## Aufgabenteil:
(a) Kopieren Sie aus den Datensätzen den Abschnitt von der Zeile mit „Where is each instance of the blue“ bis einschließlich der letzten Zeile der Datensätze unverändert.
(b) Führen Sie das Interview mit Pit Knorr nach der letzten wiedergegebenen Zeile fort.

## Textauszug:
══════════

Die Risikogruppe schlägt zurück
Peter (Pit) Knorr ist eine Frankfurter Satire-Legende. Zwischenzeitlich war es ruhig um ihn geworden. In der Krise feiert er jedoch nun als „Opa Corona“ sein wortgewaltiges Comeback.
Lassen Sie uns über den Tod reden – oder ist das Thema für den Einstieg zu schwierig?
Nein, gar nicht. Wenn man in meinem Alter ist, setzt man sich mit diesem Thema ja ohnehin auf die eine oder andere Art auseinander. Aber als die Corona-Krise anfing und es klar war, dass ich mit meinem Alter und meiner Lungenvorerkrankung so deutlich zur Risikogruppe gehörte, kam natürlich auch bei mir erst einmal eine gewisse Endzeitstimmung auf. Meine Frau hat mir in dieser Zeit sogar verboten, Moped zu fahren – weil mir ja etwas passieren und ich mir dann im Krankenhaus Corona einfangen könnte.
Haben Sie Angst vor dem Tod?

══════════

(Datensätze zur Punktannotation)
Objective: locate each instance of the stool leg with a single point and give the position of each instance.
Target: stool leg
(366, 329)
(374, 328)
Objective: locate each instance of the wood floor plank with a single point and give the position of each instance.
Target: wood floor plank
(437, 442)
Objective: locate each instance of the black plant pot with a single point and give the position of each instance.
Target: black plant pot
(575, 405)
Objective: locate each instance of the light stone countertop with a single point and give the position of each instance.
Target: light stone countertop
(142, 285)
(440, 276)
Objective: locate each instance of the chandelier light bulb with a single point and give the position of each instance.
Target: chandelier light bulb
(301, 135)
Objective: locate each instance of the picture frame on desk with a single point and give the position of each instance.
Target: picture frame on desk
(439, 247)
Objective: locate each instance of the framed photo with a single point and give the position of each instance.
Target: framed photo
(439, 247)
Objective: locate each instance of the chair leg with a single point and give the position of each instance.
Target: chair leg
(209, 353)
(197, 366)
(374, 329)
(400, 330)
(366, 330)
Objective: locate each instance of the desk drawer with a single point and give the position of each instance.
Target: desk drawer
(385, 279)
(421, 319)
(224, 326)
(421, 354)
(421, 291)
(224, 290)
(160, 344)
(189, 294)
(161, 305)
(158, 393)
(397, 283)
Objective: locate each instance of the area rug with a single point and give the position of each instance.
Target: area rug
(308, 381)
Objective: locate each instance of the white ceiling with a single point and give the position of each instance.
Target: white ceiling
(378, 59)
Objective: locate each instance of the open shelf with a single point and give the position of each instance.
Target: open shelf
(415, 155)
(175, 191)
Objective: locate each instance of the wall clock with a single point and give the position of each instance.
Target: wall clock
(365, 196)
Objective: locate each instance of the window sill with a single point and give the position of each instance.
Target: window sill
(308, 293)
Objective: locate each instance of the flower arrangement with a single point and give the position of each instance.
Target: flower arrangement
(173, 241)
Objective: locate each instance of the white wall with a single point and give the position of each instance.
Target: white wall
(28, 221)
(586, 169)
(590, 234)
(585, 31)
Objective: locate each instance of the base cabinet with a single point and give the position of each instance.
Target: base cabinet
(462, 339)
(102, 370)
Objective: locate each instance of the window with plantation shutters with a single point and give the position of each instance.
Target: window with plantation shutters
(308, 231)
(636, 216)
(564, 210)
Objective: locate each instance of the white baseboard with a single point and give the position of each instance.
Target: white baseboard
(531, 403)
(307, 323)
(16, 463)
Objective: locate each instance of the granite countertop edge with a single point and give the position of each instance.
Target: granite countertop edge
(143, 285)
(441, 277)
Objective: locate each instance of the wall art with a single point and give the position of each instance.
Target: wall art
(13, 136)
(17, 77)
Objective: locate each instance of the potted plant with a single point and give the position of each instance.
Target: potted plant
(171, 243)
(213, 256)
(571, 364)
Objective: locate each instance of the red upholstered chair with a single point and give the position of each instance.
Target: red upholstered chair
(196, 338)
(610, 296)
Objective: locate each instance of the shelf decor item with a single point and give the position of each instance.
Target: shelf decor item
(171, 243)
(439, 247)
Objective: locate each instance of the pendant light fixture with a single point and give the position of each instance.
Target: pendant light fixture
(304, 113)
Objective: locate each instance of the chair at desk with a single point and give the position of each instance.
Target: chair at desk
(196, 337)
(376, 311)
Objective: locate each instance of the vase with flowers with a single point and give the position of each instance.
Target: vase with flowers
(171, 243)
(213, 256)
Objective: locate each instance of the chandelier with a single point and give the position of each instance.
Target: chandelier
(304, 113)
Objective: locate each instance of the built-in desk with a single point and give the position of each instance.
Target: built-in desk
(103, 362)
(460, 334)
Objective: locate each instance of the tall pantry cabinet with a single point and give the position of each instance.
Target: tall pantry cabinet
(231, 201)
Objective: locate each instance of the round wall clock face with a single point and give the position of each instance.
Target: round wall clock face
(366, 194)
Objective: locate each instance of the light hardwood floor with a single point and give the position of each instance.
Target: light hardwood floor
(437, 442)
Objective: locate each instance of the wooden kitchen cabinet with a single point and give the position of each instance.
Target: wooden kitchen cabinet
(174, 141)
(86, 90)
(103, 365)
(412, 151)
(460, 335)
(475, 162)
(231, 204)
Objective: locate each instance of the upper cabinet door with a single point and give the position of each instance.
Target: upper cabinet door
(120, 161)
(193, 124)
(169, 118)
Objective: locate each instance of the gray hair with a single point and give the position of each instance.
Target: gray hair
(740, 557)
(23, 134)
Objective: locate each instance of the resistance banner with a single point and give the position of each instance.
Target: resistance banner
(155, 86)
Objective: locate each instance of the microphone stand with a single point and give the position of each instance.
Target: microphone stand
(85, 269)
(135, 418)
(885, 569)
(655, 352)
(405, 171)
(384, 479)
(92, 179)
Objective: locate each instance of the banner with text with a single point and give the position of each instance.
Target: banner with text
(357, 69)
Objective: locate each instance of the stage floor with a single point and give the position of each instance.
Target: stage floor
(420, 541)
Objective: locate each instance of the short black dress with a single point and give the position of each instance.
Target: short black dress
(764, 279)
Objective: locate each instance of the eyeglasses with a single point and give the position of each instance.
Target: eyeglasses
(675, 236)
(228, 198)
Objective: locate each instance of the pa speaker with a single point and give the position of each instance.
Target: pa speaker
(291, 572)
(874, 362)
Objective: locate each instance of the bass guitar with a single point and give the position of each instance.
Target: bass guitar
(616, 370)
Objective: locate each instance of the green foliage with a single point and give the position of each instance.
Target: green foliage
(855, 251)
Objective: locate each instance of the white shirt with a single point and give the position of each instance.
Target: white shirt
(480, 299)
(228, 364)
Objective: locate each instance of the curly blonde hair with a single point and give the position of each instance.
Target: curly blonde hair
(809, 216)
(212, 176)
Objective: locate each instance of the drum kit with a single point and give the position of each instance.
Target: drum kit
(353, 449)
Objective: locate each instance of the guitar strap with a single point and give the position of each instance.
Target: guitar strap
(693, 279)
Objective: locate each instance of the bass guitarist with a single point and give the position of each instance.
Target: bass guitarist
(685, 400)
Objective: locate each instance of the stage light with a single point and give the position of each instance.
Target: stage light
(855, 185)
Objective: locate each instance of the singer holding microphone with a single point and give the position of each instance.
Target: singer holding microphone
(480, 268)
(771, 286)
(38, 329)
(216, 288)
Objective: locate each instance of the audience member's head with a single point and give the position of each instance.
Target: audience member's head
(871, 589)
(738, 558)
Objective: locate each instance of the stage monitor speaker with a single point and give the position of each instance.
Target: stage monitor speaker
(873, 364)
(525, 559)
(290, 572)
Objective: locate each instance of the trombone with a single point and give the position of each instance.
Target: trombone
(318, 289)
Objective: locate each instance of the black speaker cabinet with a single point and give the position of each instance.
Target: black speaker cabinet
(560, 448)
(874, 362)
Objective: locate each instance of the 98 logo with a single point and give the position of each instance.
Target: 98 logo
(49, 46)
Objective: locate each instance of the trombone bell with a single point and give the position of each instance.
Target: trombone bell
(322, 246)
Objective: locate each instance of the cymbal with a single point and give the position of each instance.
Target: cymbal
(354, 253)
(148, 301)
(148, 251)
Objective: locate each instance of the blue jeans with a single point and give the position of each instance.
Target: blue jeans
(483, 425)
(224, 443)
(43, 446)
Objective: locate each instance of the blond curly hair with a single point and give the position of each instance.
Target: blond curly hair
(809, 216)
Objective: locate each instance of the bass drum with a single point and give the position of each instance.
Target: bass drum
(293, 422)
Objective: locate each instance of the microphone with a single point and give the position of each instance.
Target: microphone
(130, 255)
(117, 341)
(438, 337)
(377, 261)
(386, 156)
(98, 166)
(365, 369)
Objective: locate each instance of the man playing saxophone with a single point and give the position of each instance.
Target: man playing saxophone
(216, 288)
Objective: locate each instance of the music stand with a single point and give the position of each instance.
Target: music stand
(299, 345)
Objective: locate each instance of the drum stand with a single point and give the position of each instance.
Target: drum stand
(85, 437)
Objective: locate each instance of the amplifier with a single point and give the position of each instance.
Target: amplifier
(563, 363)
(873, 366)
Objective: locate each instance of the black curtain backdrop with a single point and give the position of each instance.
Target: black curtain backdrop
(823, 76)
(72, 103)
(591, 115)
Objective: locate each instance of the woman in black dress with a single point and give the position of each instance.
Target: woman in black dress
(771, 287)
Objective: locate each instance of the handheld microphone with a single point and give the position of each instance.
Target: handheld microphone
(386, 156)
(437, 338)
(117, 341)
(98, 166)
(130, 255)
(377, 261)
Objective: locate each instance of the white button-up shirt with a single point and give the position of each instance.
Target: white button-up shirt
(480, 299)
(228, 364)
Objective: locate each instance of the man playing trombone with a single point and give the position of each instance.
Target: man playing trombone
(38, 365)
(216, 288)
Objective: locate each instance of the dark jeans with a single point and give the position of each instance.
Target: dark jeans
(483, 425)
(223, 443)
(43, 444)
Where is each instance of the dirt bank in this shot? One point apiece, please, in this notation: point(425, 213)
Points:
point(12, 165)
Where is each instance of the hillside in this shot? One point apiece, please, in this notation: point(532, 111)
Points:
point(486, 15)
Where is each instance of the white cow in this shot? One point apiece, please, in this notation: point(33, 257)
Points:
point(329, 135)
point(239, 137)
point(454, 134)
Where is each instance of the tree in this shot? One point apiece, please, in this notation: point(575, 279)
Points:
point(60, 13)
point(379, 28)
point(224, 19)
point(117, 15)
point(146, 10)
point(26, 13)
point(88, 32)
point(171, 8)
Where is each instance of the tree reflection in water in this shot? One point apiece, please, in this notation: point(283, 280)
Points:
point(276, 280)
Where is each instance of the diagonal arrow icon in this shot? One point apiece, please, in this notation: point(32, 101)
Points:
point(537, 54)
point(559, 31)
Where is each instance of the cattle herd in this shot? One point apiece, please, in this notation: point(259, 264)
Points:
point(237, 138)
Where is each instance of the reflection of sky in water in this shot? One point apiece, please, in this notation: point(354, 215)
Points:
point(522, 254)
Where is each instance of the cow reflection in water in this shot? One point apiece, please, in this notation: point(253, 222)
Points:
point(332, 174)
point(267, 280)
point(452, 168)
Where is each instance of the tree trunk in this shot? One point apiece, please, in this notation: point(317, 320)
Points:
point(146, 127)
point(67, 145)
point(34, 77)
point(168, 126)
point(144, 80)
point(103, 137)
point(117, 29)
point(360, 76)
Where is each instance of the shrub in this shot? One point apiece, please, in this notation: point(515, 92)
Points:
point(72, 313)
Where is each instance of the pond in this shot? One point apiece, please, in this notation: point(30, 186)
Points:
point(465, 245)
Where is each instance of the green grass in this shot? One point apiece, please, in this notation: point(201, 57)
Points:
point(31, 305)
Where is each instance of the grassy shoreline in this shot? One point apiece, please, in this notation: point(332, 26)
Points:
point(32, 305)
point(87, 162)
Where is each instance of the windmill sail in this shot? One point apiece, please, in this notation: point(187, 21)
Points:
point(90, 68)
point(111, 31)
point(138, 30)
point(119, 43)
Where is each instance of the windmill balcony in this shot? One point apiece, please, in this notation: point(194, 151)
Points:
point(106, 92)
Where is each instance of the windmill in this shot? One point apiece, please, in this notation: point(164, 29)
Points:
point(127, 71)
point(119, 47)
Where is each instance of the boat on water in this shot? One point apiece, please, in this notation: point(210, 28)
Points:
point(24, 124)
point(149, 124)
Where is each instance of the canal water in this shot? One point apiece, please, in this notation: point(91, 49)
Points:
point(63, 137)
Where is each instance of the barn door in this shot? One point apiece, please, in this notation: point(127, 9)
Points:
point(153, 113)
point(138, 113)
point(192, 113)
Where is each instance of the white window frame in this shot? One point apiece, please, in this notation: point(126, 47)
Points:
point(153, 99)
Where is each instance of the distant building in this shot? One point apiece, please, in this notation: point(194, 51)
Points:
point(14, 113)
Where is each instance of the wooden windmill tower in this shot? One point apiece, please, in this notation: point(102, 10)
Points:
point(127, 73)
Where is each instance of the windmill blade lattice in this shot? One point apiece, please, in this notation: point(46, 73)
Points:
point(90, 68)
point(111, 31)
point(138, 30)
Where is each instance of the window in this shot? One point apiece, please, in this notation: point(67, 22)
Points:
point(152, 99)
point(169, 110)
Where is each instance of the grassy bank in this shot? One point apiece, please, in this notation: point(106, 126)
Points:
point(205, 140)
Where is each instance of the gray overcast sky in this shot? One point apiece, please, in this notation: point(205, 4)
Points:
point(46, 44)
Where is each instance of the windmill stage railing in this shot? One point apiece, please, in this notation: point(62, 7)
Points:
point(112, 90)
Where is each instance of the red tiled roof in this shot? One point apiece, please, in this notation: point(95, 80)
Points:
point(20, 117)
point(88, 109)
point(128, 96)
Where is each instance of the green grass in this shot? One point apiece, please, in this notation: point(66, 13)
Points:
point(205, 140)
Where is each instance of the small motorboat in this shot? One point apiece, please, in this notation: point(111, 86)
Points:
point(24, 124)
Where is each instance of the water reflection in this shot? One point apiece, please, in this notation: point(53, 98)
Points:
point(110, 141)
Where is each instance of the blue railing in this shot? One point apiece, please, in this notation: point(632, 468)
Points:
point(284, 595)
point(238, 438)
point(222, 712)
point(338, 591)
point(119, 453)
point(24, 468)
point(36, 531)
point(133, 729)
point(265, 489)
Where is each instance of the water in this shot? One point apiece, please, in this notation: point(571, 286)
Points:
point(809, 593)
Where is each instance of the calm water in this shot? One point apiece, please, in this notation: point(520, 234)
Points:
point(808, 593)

══════════

## Lösungen:
(a)
Where is each instance of the blue railing in this shot? One point apiece, please, in this notation: point(632, 468)
Points:
point(284, 595)
point(238, 438)
point(222, 712)
point(338, 591)
point(119, 453)
point(24, 468)
point(36, 531)
point(133, 729)
point(265, 489)
Where is each instance of the water in this shot? One point apiece, please, in this notation: point(571, 286)
Points:
point(809, 593)
Where is each instance of the calm water in this shot? One point apiece, please, in this notation: point(520, 234)
Points:
point(808, 593)

(b)
Vor dem Tod selbst – also dem Nicht-mehr-da-Sein – habe ich sicherlich keine Angst. Klar, es wäre schade, wenn ich nicht mehr da wäre. Aber mit diesem allgemein bekannten Tatbestand, dass es irgendwann einmal zu Ende geht, sollte man sich mit 80 Jahren schon einmal vertraut gemacht haben. Nein, es war nicht der Tod, sondern das Sterben und die Begleitumstände in Corona-Zeiten, vor denen ich etwas Angst hatte. Allein ins Krankenhaus zu müssen. Die Beatmungsgeräte. All das.
Die Angst hemmte Sie aber nicht. Im Gegenteil. Als „Opa Corona“ lassen Sie wieder wortgewaltig von sich hören. Wie kam es dazu?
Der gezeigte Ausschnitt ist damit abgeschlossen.